HM: Do you have a strategy around real estates?
JC: Unfortunately, we didn't have the money to buy when we first got started and now real estate is just so expensive. It scares me because rents have gotten astronomical. On Bedford you are talking $150 - $200 a square foot. Most restaurants can’t make money once they are paying north of $100 - $150 a square foot, especially in New York City where you are often talking about small restaurants. If you have 1,000 square feet at $150 - $200 a square foot you can't do enough turns a night to justify the money.
HM: You recently opened a Fette Sau in Philadelphia. Was that a real estate-driven decision?
JC: Creativity and happiness are what drive this whole thing, which bit me in the ass a little because I was so adamantly against doing another Fette Sau when everyone was saying you should do more. I was like, ‘I want to do something different. I did that already.’ I think I missed a little bit of a window of opportunity to open 10 more Fette Saus in Manhattan or wherever in that period of time before everyone started doing this urban bar-b-que thing.

◆ Dataset extract
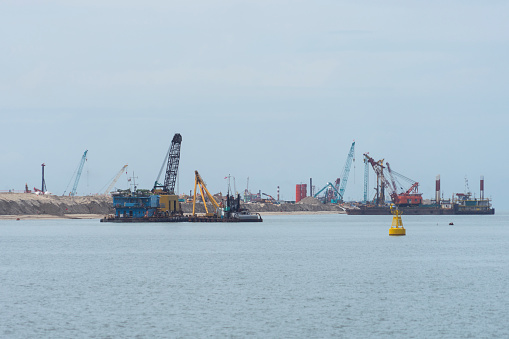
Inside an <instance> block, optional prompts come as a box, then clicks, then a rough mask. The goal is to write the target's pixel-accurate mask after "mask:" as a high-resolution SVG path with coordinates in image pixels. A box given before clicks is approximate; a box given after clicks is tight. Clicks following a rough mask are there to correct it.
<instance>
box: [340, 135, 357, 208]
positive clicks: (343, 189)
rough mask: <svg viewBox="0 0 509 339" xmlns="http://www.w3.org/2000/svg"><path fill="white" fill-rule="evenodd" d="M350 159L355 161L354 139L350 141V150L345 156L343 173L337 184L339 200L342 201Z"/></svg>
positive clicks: (351, 164) (352, 160)
mask: <svg viewBox="0 0 509 339" xmlns="http://www.w3.org/2000/svg"><path fill="white" fill-rule="evenodd" d="M352 161H355V141H354V142H353V143H352V146H351V147H350V152H348V156H347V157H346V163H345V167H344V168H343V173H341V177H340V178H341V182H340V185H339V197H338V199H339V201H343V198H344V194H345V189H346V184H347V183H348V175H349V174H350V167H351V166H352Z"/></svg>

◆ Work to complete
Pick up the interview about restaurant rents and the Fette Sau barbecue restaurants with the next part of the conversation, starting after its last sentence.

◆ Written response
So I partnered with Steven Starr to do more Fette Saus because I felt like it needed to happen. I also felt like I didn’t want to put my resources into it and more importantly I didn't want to take my staff from here and put them in other cities. Steven is one of the greatest restaurant operators ever and we got along very well.
HM: Then, of course, came Semilla, which received a Michelin Star.
JC: I had a very good friend who was doing a pop up at a coffee shop. I happened to have a lease on another space and they took it and started Semilla, which financially might be the biggest success of them all. Eater and Bon Appetite named us one of the best restaurants of the year. It also got best chef of the year and a Michelin star. For me, it’s an executive producer role – I judged the talent well.
HM: Have you tapped all of your ideas?
JC: Not even close.
HM: What’s next?
JC: It will depend on what's available, what space is talking to me. I am still talking to Steven Starr about setting up a side business -- our Indy label for restaurants a little bigger than what I would do but a lot smaller than what he would do. They would be my ideas and I would handle the budget, with his financing and his team to manage it. And we are also talking with Thompson Hotels about opening Fette Sau in London.
I want to self-finance but I also want to get things done.